*GIVEN INSTRUCTION*
Find every line in the records that contains the word "over" and copy each one.
━━━━
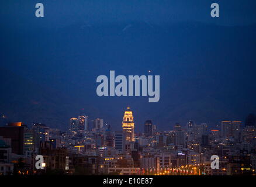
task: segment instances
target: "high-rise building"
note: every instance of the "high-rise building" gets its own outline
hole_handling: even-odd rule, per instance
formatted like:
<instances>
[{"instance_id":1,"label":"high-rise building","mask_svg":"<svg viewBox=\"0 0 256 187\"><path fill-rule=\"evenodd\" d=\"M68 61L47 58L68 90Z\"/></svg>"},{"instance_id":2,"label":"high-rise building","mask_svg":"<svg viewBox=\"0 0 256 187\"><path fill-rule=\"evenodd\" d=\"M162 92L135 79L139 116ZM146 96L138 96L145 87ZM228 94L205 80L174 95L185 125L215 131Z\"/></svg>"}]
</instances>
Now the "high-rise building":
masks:
<instances>
[{"instance_id":1,"label":"high-rise building","mask_svg":"<svg viewBox=\"0 0 256 187\"><path fill-rule=\"evenodd\" d=\"M115 132L115 148L122 152L123 150L123 131L116 131Z\"/></svg>"},{"instance_id":2,"label":"high-rise building","mask_svg":"<svg viewBox=\"0 0 256 187\"><path fill-rule=\"evenodd\" d=\"M108 147L113 147L114 146L114 137L113 131L111 129L110 125L109 124L108 129L106 130L106 146Z\"/></svg>"},{"instance_id":3,"label":"high-rise building","mask_svg":"<svg viewBox=\"0 0 256 187\"><path fill-rule=\"evenodd\" d=\"M192 120L189 120L188 122L188 131L193 131L193 129L195 127L194 122Z\"/></svg>"},{"instance_id":4,"label":"high-rise building","mask_svg":"<svg viewBox=\"0 0 256 187\"><path fill-rule=\"evenodd\" d=\"M146 136L152 136L153 124L151 120L147 120L144 123L144 134Z\"/></svg>"},{"instance_id":5,"label":"high-rise building","mask_svg":"<svg viewBox=\"0 0 256 187\"><path fill-rule=\"evenodd\" d=\"M134 123L133 122L133 112L130 108L124 112L123 116L123 133L126 142L134 141Z\"/></svg>"},{"instance_id":6,"label":"high-rise building","mask_svg":"<svg viewBox=\"0 0 256 187\"><path fill-rule=\"evenodd\" d=\"M70 119L70 133L71 135L75 135L79 130L79 120L76 117L72 117Z\"/></svg>"},{"instance_id":7,"label":"high-rise building","mask_svg":"<svg viewBox=\"0 0 256 187\"><path fill-rule=\"evenodd\" d=\"M79 124L78 129L79 130L88 130L88 116L80 115L78 116Z\"/></svg>"},{"instance_id":8,"label":"high-rise building","mask_svg":"<svg viewBox=\"0 0 256 187\"><path fill-rule=\"evenodd\" d=\"M231 122L222 121L222 137L227 137L231 136Z\"/></svg>"},{"instance_id":9,"label":"high-rise building","mask_svg":"<svg viewBox=\"0 0 256 187\"><path fill-rule=\"evenodd\" d=\"M184 131L175 131L175 146L185 146L185 133Z\"/></svg>"}]
</instances>

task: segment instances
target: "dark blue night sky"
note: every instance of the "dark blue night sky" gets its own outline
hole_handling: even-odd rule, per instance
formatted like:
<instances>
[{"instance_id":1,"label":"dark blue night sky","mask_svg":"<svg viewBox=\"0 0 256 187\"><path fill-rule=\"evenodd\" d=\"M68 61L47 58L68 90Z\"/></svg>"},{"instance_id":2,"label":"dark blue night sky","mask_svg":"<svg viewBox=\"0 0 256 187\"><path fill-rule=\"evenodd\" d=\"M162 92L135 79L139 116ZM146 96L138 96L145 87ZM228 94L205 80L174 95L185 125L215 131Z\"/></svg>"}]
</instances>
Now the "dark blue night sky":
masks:
<instances>
[{"instance_id":1,"label":"dark blue night sky","mask_svg":"<svg viewBox=\"0 0 256 187\"><path fill-rule=\"evenodd\" d=\"M34 16L37 2L44 18ZM210 16L210 4L220 18ZM115 129L256 113L255 1L1 1L0 113L66 130L81 113ZM160 75L160 101L99 97L98 75Z\"/></svg>"}]
</instances>

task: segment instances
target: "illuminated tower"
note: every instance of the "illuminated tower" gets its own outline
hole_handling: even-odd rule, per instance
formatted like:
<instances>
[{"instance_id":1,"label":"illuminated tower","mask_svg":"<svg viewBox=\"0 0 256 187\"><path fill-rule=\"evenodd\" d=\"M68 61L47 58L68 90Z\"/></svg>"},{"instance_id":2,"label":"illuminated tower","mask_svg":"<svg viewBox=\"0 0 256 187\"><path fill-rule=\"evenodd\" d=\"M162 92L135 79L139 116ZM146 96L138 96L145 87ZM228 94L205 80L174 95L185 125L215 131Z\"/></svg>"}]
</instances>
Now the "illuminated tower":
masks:
<instances>
[{"instance_id":1,"label":"illuminated tower","mask_svg":"<svg viewBox=\"0 0 256 187\"><path fill-rule=\"evenodd\" d=\"M134 123L133 122L133 112L130 108L124 112L123 120L123 134L126 142L134 141Z\"/></svg>"}]
</instances>

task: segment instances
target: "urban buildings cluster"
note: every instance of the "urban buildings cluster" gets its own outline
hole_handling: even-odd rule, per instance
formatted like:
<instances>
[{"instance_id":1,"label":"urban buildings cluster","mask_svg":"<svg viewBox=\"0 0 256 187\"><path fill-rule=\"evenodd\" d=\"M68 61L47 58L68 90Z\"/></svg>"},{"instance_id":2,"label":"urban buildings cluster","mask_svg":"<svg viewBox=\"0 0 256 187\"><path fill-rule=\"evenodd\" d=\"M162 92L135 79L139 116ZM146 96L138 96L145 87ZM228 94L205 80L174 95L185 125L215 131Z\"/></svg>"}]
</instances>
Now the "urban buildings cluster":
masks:
<instances>
[{"instance_id":1,"label":"urban buildings cluster","mask_svg":"<svg viewBox=\"0 0 256 187\"><path fill-rule=\"evenodd\" d=\"M147 120L136 133L128 108L120 131L98 118L90 128L85 115L71 118L67 131L8 123L0 127L0 175L255 175L255 119L222 121L213 129L189 120L165 131ZM35 168L37 155L43 169ZM219 169L210 167L212 155Z\"/></svg>"}]
</instances>

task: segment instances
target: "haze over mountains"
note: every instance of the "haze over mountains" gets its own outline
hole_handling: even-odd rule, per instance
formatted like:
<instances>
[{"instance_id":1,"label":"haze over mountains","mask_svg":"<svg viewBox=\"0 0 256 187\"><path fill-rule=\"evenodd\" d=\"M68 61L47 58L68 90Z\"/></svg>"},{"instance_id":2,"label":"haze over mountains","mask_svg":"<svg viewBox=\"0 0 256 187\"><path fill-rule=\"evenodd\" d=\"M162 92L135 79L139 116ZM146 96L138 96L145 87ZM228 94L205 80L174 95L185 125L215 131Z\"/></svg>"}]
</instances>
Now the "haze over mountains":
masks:
<instances>
[{"instance_id":1,"label":"haze over mountains","mask_svg":"<svg viewBox=\"0 0 256 187\"><path fill-rule=\"evenodd\" d=\"M129 105L142 131L147 119L169 130L189 119L215 126L256 113L255 25L82 22L1 33L0 113L11 120L64 130L83 112L118 129ZM109 70L160 75L159 102L98 97L96 78Z\"/></svg>"}]
</instances>

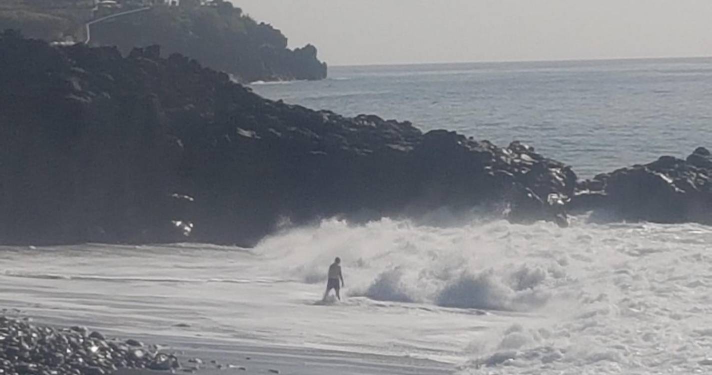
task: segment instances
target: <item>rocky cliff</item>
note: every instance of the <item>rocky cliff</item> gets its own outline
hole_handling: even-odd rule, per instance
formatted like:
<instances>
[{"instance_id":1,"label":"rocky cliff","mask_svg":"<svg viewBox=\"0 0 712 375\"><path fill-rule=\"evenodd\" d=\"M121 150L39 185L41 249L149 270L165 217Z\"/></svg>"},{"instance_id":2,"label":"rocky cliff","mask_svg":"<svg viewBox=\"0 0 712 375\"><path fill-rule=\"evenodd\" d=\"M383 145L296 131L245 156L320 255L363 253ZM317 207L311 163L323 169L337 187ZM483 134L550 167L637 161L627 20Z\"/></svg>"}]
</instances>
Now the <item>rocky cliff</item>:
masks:
<instances>
[{"instance_id":1,"label":"rocky cliff","mask_svg":"<svg viewBox=\"0 0 712 375\"><path fill-rule=\"evenodd\" d=\"M263 98L157 46L51 47L0 35L0 241L248 245L280 222L484 207L516 222L710 223L704 148L577 180L505 148L408 122Z\"/></svg>"},{"instance_id":2,"label":"rocky cliff","mask_svg":"<svg viewBox=\"0 0 712 375\"><path fill-rule=\"evenodd\" d=\"M264 99L157 47L0 36L0 238L250 244L281 220L492 204L565 224L570 168L407 122Z\"/></svg>"}]
</instances>

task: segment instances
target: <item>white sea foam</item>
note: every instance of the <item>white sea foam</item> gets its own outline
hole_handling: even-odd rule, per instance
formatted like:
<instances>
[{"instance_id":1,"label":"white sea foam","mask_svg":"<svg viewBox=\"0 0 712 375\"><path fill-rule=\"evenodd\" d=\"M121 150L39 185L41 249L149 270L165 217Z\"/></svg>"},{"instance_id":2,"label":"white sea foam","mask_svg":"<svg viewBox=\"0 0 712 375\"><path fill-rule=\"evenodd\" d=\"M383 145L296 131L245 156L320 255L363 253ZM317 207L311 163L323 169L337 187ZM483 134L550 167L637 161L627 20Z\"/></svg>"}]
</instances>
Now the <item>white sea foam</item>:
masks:
<instances>
[{"instance_id":1,"label":"white sea foam","mask_svg":"<svg viewBox=\"0 0 712 375\"><path fill-rule=\"evenodd\" d=\"M710 243L694 225L328 220L249 251L1 248L0 302L129 334L189 335L174 327L188 322L204 338L428 358L462 374L704 373ZM346 298L319 302L337 256Z\"/></svg>"}]
</instances>

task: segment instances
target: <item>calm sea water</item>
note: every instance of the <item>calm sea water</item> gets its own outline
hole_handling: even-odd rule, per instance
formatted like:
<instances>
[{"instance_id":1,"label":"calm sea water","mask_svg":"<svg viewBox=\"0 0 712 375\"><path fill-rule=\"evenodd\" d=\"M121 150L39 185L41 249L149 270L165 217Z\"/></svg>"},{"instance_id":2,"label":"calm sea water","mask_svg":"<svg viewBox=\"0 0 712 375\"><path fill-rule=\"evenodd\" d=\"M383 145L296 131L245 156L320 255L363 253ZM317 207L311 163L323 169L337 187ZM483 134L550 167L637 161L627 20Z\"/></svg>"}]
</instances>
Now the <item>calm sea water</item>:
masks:
<instances>
[{"instance_id":1,"label":"calm sea water","mask_svg":"<svg viewBox=\"0 0 712 375\"><path fill-rule=\"evenodd\" d=\"M520 140L583 177L712 147L712 58L333 67L273 99Z\"/></svg>"}]
</instances>

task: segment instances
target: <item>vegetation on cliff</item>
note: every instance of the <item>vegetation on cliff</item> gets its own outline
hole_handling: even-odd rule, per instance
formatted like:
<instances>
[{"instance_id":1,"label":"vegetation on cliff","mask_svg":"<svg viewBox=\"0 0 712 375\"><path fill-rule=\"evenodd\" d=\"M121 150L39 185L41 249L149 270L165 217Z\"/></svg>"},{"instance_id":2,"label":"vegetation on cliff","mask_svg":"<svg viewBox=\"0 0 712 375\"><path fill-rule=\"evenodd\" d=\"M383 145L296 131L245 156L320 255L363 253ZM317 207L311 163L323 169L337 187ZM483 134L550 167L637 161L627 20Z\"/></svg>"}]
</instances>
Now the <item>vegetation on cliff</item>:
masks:
<instances>
[{"instance_id":1,"label":"vegetation on cliff","mask_svg":"<svg viewBox=\"0 0 712 375\"><path fill-rule=\"evenodd\" d=\"M95 8L87 0L10 0L0 6L0 30L13 29L47 41L86 38L84 24L97 17L150 5L147 11L116 17L91 26L93 46L134 47L157 44L166 56L179 53L236 79L323 79L326 63L312 45L290 49L287 38L272 26L258 23L242 9L222 0L125 0L121 8Z\"/></svg>"},{"instance_id":2,"label":"vegetation on cliff","mask_svg":"<svg viewBox=\"0 0 712 375\"><path fill-rule=\"evenodd\" d=\"M468 210L565 223L575 175L407 122L264 99L157 46L0 36L0 240L250 245L300 224Z\"/></svg>"}]
</instances>

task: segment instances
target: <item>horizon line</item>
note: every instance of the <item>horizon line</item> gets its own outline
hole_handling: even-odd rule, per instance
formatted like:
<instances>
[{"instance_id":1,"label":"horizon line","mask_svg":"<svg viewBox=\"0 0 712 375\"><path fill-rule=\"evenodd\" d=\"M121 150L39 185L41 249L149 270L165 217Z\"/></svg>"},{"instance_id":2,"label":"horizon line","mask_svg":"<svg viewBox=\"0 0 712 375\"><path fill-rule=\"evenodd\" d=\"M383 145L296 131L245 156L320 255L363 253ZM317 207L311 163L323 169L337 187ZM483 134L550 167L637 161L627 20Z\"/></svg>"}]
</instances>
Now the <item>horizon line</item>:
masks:
<instances>
[{"instance_id":1,"label":"horizon line","mask_svg":"<svg viewBox=\"0 0 712 375\"><path fill-rule=\"evenodd\" d=\"M691 58L712 58L712 55L687 56L656 56L656 57L614 57L614 58L562 58L560 60L482 60L478 61L436 61L422 63L377 63L362 64L337 64L332 65L327 61L329 68L355 68L355 67L379 67L379 66L415 66L424 65L455 65L455 64L486 64L486 63L575 63L586 61L624 61L641 60L682 60Z\"/></svg>"}]
</instances>

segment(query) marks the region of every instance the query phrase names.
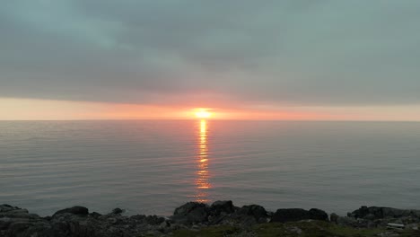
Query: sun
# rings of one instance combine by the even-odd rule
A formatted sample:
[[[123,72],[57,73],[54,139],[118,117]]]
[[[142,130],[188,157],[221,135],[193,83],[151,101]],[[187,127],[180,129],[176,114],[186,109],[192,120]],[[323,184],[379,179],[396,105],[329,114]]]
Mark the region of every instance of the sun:
[[[199,109],[197,111],[196,111],[195,114],[196,114],[196,118],[208,118],[212,117],[213,115],[211,112],[204,109]]]

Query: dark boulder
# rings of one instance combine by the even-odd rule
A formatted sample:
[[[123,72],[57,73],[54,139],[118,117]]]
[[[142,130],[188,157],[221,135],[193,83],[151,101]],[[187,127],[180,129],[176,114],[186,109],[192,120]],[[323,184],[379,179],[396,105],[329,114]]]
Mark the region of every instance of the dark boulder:
[[[232,201],[216,201],[212,204],[209,209],[211,215],[219,215],[222,213],[231,214],[235,211]]]
[[[284,208],[278,209],[273,215],[271,222],[286,223],[308,219],[328,221],[328,215],[326,212],[316,208],[309,211],[302,208]]]
[[[53,215],[69,213],[73,215],[85,215],[89,214],[89,209],[84,206],[75,206],[70,208],[66,208],[56,212]]]
[[[180,224],[197,224],[206,222],[209,207],[204,203],[188,202],[175,209],[171,219]]]
[[[271,222],[296,222],[310,219],[309,211],[301,208],[277,209],[271,217]]]
[[[257,223],[265,223],[268,217],[268,214],[266,209],[258,205],[243,206],[238,210],[238,214],[252,216],[255,218]]]
[[[397,209],[383,206],[363,206],[348,215],[350,217],[362,218],[369,220],[389,219],[401,217],[420,217],[420,212],[416,210]]]
[[[117,208],[113,209],[111,213],[113,215],[120,215],[120,214],[123,213],[123,210],[121,208],[117,207]]]

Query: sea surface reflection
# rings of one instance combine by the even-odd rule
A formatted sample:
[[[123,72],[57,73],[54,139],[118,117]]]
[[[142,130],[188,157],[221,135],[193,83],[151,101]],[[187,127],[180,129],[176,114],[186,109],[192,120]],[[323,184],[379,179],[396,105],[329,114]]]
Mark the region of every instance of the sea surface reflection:
[[[210,174],[208,171],[208,129],[207,121],[200,120],[197,135],[197,195],[196,201],[208,202],[207,190],[212,187],[210,184]]]

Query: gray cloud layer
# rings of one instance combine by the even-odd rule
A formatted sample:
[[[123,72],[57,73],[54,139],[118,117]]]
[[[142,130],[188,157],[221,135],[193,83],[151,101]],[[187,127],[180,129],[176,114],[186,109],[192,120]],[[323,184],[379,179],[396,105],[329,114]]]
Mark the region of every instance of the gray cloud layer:
[[[0,97],[420,102],[420,1],[0,1]]]

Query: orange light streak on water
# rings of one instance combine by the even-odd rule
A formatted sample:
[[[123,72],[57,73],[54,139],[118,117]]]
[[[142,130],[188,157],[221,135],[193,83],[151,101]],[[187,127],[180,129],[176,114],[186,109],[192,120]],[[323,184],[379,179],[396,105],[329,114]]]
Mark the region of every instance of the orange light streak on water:
[[[208,193],[206,189],[212,188],[209,178],[210,174],[208,171],[208,142],[207,142],[207,122],[205,119],[200,120],[199,132],[197,139],[197,171],[196,179],[196,187],[197,194],[196,195],[196,201],[197,202],[208,202]]]

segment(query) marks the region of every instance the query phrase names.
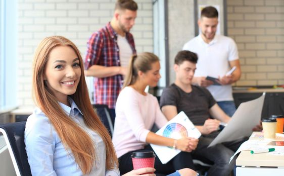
━━━━
*THE OUTPUT*
target: "haze over mountains"
note: every instance of the "haze over mountains" gets its own outline
[{"instance_id":1,"label":"haze over mountains","mask_svg":"<svg viewBox=\"0 0 256 187\"><path fill-rule=\"evenodd\" d=\"M68 61L47 58L68 90Z\"/></svg>"},{"instance_id":2,"label":"haze over mountains","mask_svg":"<svg viewBox=\"0 0 256 187\"><path fill-rule=\"evenodd\" d=\"M162 92L135 79L139 116ZM146 96L138 96L145 87ZM228 94L205 80L174 95L185 125L215 131Z\"/></svg>"}]
Now the "haze over mountains":
[{"instance_id":1,"label":"haze over mountains","mask_svg":"<svg viewBox=\"0 0 256 187\"><path fill-rule=\"evenodd\" d=\"M129 105L142 131L147 119L169 130L189 119L215 126L256 113L255 25L82 22L1 33L0 113L11 120L64 130L83 112L118 129ZM109 70L160 75L159 102L98 97L96 78Z\"/></svg>"}]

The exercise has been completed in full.